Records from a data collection
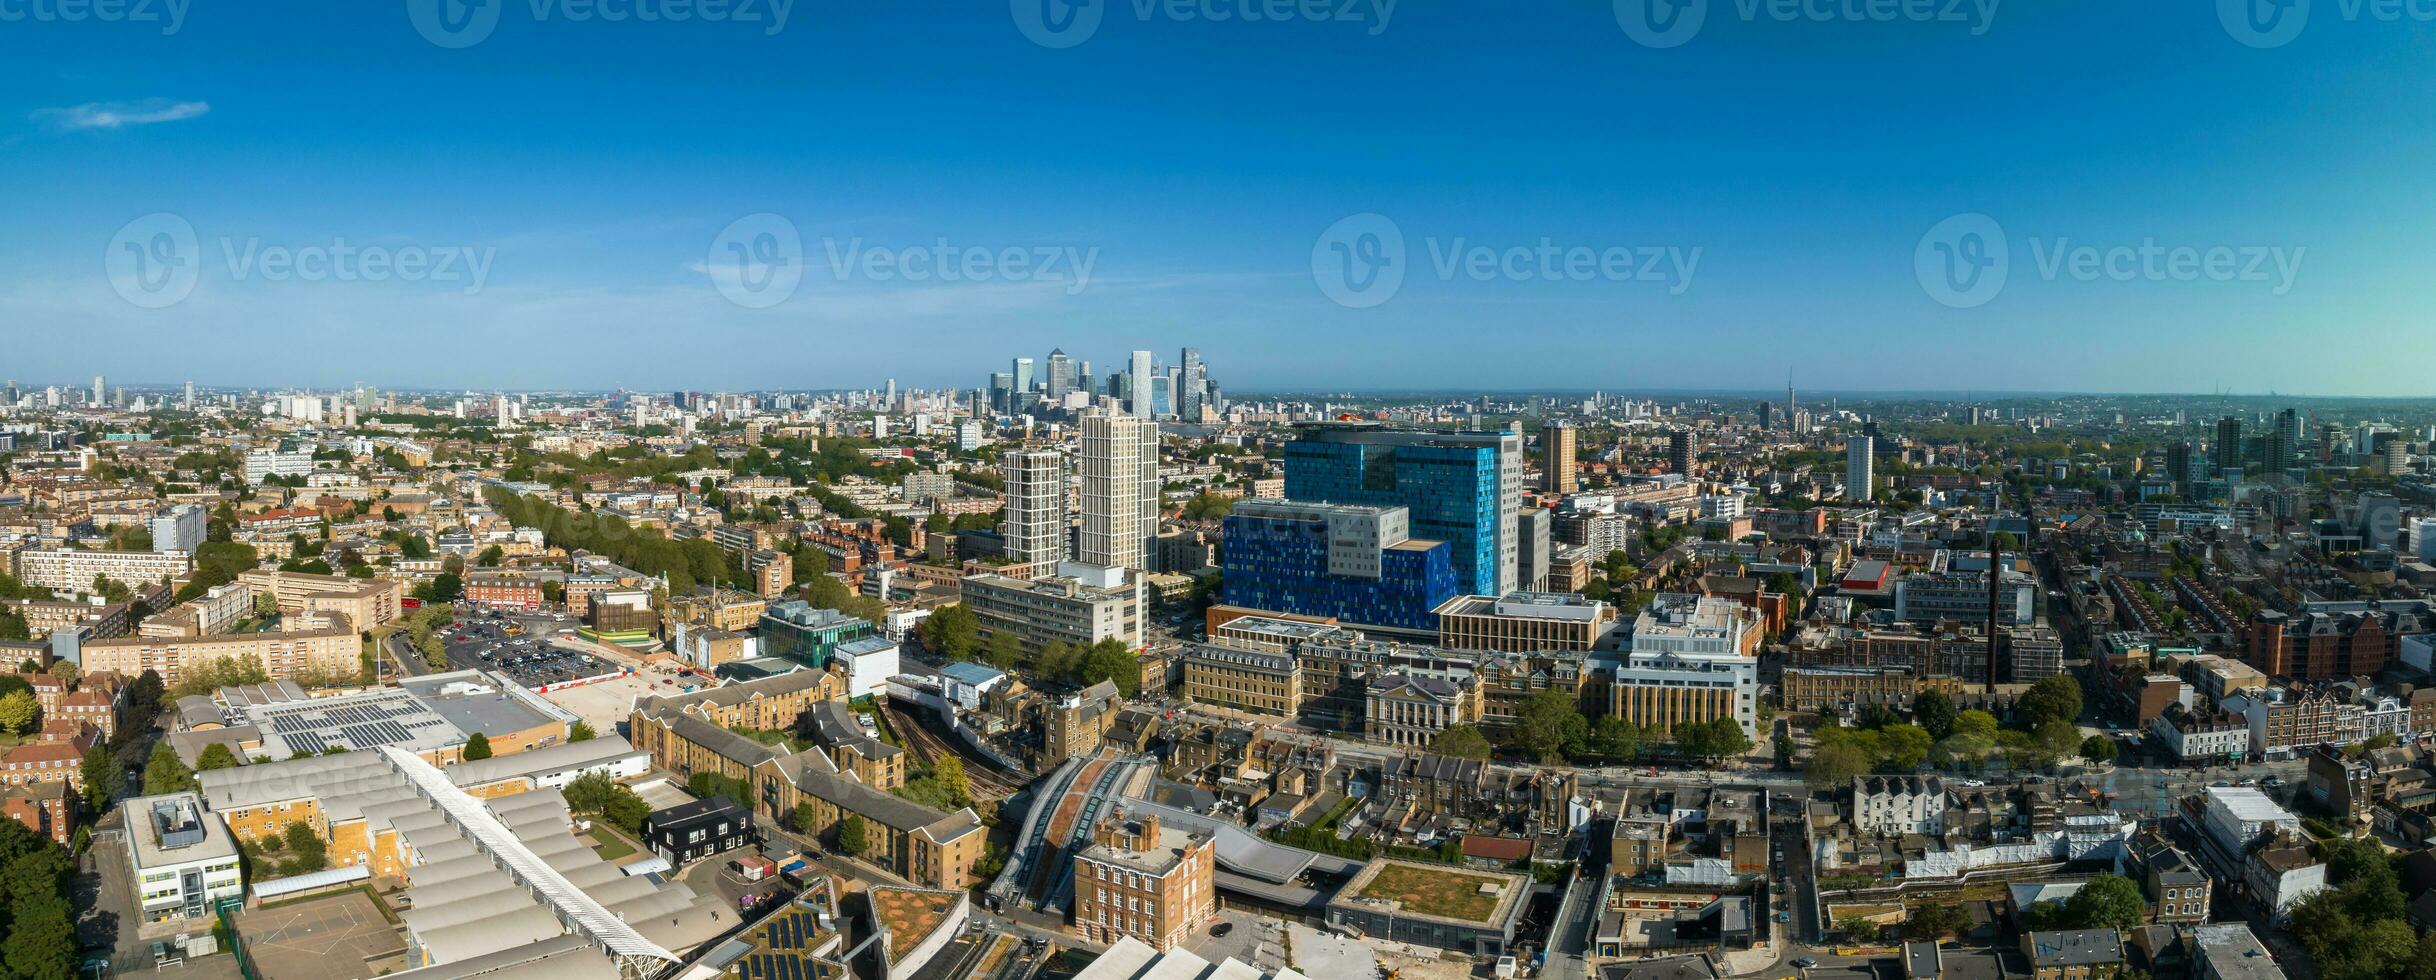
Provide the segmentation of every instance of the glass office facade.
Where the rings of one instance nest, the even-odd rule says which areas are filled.
[[[1287,443],[1286,499],[1403,507],[1412,514],[1413,537],[1443,541],[1452,550],[1457,589],[1478,595],[1509,591],[1513,583],[1503,580],[1498,528],[1504,501],[1497,446],[1477,437],[1380,435],[1403,438],[1385,441],[1354,433]]]
[[[1230,516],[1225,530],[1228,605],[1333,616],[1364,626],[1435,630],[1431,610],[1458,594],[1454,551],[1413,540],[1380,551],[1379,577],[1328,570],[1328,522]]]

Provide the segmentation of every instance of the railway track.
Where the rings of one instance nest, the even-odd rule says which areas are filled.
[[[945,736],[931,731],[928,725],[910,713],[894,706],[883,710],[888,712],[888,727],[897,733],[897,737],[905,740],[906,749],[920,757],[925,765],[940,756],[954,756],[964,763],[965,780],[972,784],[975,799],[1003,800],[1023,788],[1023,784],[999,774],[990,763],[956,751]]]

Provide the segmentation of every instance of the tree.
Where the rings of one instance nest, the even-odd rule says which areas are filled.
[[[34,730],[34,722],[40,717],[42,702],[34,697],[34,692],[10,691],[0,694],[0,731],[23,735]]]
[[[795,812],[787,815],[787,829],[799,834],[812,833],[819,829],[819,824],[820,811],[808,801],[795,804]]]
[[[1903,923],[1906,939],[1937,939],[1959,936],[1971,928],[1971,916],[1959,905],[1948,902],[1926,902],[1912,909],[1911,918]]]
[[[480,762],[491,757],[491,737],[475,732],[465,737],[465,761]]]
[[[118,756],[107,745],[85,750],[80,774],[85,779],[85,806],[97,813],[110,808],[110,801],[118,798],[119,784],[126,778],[119,775]]]
[[[846,819],[837,822],[838,853],[847,857],[861,857],[870,847],[869,833],[863,827],[861,815],[850,813]]]
[[[2104,735],[2092,735],[2081,740],[2081,758],[2091,762],[2113,762],[2122,751],[2115,747],[2114,739]]]
[[[311,874],[330,866],[329,844],[313,832],[310,824],[302,820],[290,821],[280,836],[286,840],[289,853],[296,855],[288,863],[280,865],[282,871]]]
[[[84,676],[84,670],[83,668],[76,666],[76,661],[62,660],[51,665],[50,674],[51,676],[59,678],[60,680],[74,684],[78,678]],[[2386,737],[2391,738],[2392,736],[2389,735]]]
[[[1715,762],[1751,751],[1751,736],[1732,718],[1711,718],[1675,726],[1675,747],[1703,762]]]
[[[983,659],[989,661],[990,666],[1000,670],[1015,669],[1017,665],[1023,663],[1023,638],[1016,636],[1014,630],[992,631],[988,652],[983,655]]]
[[[1545,688],[1523,699],[1514,712],[1514,747],[1542,762],[1559,761],[1567,744],[1578,744],[1589,733],[1590,719],[1562,688]]]
[[[1132,697],[1142,687],[1142,660],[1125,641],[1112,636],[1091,645],[1083,655],[1082,676],[1077,679],[1085,684],[1109,681],[1119,693]]]
[[[76,975],[76,926],[68,903],[46,897],[15,903],[8,939],[0,942],[0,963],[13,977],[72,977]]]
[[[1854,777],[1877,765],[1869,750],[1851,742],[1823,742],[1810,752],[1810,766],[1802,774],[1804,785],[1812,789],[1834,789],[1852,785]]]
[[[2077,929],[2130,929],[2140,924],[2147,909],[2140,886],[2121,875],[2091,878],[2064,902],[2065,915]]]
[[[598,737],[598,733],[592,730],[592,723],[588,721],[576,722],[574,727],[567,729],[567,741],[570,742],[589,742]]]
[[[1912,698],[1912,723],[1927,729],[1930,738],[1954,734],[1954,699],[1944,691],[1922,691]]]
[[[973,782],[971,777],[965,775],[964,760],[952,755],[940,756],[938,761],[930,764],[930,778],[947,790],[948,798],[955,801],[957,806],[972,804]]]
[[[1431,739],[1429,750],[1439,755],[1477,762],[1489,760],[1489,737],[1471,725],[1451,725]]]
[[[981,649],[980,617],[961,602],[941,606],[925,617],[921,634],[924,647],[949,660],[971,660],[973,652]]]
[[[234,769],[236,767],[237,754],[229,751],[228,745],[224,742],[213,742],[210,745],[206,745],[203,747],[203,751],[195,756],[196,772],[210,772],[214,769]]]
[[[153,745],[152,758],[144,763],[145,796],[184,793],[201,788],[202,784],[195,782],[194,770],[186,768],[185,761],[169,748],[168,742]]]
[[[1614,715],[1600,715],[1590,724],[1590,750],[1619,762],[1640,755],[1641,726]]]
[[[1878,732],[1878,763],[1888,769],[1918,769],[1935,744],[1928,729],[1918,725],[1888,725]]]
[[[1032,670],[1042,677],[1080,677],[1083,672],[1083,651],[1064,640],[1050,640],[1040,648],[1040,656],[1032,661]]]
[[[2081,682],[2073,680],[2070,674],[2042,678],[2022,695],[2014,714],[2021,719],[2022,727],[2031,731],[2037,731],[2050,721],[2065,724],[2078,721],[2081,717]]]

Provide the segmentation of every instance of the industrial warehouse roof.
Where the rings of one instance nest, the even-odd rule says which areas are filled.
[[[574,757],[556,754],[561,764]],[[455,967],[402,976],[613,976],[611,958],[666,963],[721,931],[717,898],[628,878],[578,842],[557,790],[483,800],[451,775],[384,746],[198,778],[214,809],[311,799],[333,824],[394,831],[411,906],[400,919],[420,948]]]
[[[605,766],[627,756],[641,756],[643,750],[615,735],[603,735],[581,742],[560,742],[529,749],[511,755],[495,755],[473,762],[460,762],[448,767],[450,782],[459,786],[481,786],[519,776],[539,776],[553,772],[568,772]]]

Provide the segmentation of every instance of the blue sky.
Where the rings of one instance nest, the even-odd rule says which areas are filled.
[[[1356,19],[1100,0],[1064,48],[1019,26],[1041,0],[798,0],[775,31],[774,0],[755,23],[507,0],[454,49],[418,32],[419,0],[144,2],[103,23],[0,3],[0,374],[972,386],[1051,346],[1113,365],[1192,345],[1238,391],[1764,389],[1791,370],[1814,389],[2415,394],[2436,363],[2436,24],[2343,0],[2264,48],[2187,0],[1908,8],[1965,22],[1708,0],[1666,48],[1604,0],[1407,0],[1384,29],[1342,0],[1331,17]],[[155,240],[159,219],[124,233],[155,214],[192,229],[171,256],[194,273],[147,308],[109,262]],[[756,214],[794,229],[800,252],[767,254],[800,283],[734,302],[718,246]],[[1322,288],[1345,261],[1323,235],[1359,214],[1404,246],[1375,304]],[[1958,306],[1920,262],[1949,257],[1924,235],[1963,214],[2009,264]],[[958,262],[1050,264],[944,283],[831,258],[942,240]],[[342,242],[449,269],[258,261]],[[1559,267],[1627,260],[1559,281],[1502,261],[1543,242]],[[2074,251],[2145,242],[2192,258]]]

▸ **THE PROBLEM**
For every line above that includes the word "Provide", return the line.

▸ **TASK ANSWER**
Provide the segmentation of every instance of the glass office facade.
Provide the segmentation of every instance of the railway track.
Provide the segmentation of every instance of the tree.
Provide the segmentation of every instance of the industrial warehouse roof.
Provide the segmentation of every instance of the blue sky.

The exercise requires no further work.